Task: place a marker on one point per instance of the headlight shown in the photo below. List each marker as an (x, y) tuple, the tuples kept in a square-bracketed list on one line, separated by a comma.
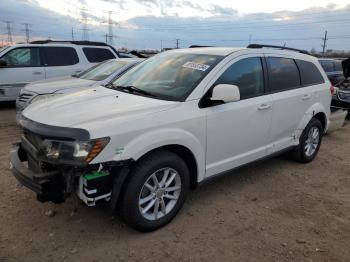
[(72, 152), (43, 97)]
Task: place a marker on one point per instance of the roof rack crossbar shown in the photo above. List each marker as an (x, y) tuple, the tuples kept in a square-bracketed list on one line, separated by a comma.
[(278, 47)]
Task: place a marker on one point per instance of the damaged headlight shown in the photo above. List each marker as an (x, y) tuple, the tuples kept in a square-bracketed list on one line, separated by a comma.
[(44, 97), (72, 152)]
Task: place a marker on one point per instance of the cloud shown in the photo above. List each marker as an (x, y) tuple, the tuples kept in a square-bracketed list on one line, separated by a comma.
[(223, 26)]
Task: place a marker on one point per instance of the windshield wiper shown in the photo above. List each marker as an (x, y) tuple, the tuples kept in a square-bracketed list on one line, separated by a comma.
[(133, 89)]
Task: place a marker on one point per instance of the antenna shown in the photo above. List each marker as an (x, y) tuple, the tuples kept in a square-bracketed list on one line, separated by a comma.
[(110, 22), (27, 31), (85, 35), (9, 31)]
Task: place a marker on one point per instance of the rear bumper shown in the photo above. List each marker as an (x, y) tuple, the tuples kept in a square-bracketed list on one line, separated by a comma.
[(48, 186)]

◇ ◇ ◇ ◇

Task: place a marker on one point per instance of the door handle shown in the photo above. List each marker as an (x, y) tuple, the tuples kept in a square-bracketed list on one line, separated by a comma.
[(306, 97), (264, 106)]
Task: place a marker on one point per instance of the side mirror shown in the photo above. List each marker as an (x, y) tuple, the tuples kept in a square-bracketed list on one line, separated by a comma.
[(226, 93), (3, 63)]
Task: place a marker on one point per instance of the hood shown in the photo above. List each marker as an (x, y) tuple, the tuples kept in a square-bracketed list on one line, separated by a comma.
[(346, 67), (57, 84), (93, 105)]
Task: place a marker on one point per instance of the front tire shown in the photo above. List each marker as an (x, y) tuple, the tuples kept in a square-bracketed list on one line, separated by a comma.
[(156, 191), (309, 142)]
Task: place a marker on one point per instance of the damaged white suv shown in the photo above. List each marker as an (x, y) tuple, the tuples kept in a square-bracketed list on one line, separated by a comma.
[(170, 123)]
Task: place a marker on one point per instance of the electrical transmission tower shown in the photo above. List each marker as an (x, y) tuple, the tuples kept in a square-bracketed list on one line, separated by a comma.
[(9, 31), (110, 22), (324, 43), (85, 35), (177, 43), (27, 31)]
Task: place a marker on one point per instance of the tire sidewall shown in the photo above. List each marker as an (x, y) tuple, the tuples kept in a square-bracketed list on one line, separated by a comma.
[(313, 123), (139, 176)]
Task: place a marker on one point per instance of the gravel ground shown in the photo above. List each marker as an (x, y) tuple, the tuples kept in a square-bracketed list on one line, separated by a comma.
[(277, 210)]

◇ ◇ ◇ ◇

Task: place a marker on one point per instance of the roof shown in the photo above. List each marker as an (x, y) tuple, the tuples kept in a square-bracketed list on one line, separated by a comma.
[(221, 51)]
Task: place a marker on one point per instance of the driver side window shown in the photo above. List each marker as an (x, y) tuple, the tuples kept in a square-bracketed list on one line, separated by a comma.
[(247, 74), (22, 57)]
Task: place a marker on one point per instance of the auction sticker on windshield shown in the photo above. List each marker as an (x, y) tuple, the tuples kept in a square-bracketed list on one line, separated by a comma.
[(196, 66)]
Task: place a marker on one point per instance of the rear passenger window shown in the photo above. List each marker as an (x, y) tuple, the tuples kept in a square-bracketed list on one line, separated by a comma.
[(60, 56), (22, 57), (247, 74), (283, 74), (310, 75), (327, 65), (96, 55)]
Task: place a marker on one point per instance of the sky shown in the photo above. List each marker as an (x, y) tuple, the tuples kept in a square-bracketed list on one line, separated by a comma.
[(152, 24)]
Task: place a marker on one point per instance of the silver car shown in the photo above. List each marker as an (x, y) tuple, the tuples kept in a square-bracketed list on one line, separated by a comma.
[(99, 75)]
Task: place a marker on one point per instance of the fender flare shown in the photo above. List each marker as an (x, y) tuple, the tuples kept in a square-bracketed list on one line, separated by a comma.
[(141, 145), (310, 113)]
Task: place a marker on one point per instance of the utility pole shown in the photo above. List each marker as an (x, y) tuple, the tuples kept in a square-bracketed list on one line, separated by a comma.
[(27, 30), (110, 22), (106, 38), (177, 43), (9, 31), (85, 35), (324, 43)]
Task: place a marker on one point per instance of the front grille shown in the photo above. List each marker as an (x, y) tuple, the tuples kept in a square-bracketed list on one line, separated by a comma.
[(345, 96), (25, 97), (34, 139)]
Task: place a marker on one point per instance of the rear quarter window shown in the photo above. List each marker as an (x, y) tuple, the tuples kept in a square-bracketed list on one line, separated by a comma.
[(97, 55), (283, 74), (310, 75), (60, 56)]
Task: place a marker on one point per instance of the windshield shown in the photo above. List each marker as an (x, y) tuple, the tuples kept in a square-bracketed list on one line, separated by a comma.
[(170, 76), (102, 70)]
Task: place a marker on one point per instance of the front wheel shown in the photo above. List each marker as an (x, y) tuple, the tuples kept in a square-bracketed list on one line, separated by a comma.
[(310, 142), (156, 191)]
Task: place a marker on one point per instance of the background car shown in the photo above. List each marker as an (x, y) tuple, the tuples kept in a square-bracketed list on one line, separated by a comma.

◇ ◇ ◇ ◇

• Requirements
Repeat the records word for word, starting with the line that contains "of the cloud" and ending with the line that contains "[(223, 26)]", both of those lines included.

• Correct result
Task: place a marker on one point per instance of the cloud shown in the photo above. List each marker as an (x, y) tuple, the tuples kept in a square-bracketed list on one line, separated by a comma.
[(223, 26)]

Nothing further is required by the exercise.